• **TASK INSTRUCTIONS**:
Find the word "cloak" in the data below and copy each line that holds it.

--- MATERIAL FOR THIS EXERCISE Enclosed Below ---

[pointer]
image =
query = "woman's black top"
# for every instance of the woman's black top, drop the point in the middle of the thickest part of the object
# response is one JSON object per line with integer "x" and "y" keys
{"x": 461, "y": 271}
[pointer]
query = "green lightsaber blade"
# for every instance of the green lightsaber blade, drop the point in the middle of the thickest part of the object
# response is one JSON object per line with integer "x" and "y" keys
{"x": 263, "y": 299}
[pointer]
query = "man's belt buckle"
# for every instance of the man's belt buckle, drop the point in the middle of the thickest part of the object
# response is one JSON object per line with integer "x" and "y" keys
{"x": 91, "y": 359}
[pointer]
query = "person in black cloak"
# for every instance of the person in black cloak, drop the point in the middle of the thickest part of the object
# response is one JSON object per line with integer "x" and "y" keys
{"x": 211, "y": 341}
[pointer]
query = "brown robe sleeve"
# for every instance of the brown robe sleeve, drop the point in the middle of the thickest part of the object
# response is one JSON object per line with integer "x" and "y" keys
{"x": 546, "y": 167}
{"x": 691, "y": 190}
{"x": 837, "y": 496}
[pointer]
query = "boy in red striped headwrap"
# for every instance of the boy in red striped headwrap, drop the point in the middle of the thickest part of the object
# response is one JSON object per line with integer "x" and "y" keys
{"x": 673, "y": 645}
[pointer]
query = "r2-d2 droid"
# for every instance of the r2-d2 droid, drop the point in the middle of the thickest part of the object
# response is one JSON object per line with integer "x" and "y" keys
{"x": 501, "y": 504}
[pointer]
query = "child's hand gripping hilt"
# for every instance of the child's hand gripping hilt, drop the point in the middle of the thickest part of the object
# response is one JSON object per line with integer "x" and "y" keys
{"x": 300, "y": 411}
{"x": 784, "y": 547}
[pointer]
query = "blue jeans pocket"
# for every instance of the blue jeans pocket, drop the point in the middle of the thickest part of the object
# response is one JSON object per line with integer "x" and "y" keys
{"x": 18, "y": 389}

--- End of Enclosed MATERIAL FOR THIS EXERCISE ---

• **FINAL ANSWER**:
query = "person in black cloak"
# for every instance of the person in black cloak, drop the point in the middle of the thickest part of the object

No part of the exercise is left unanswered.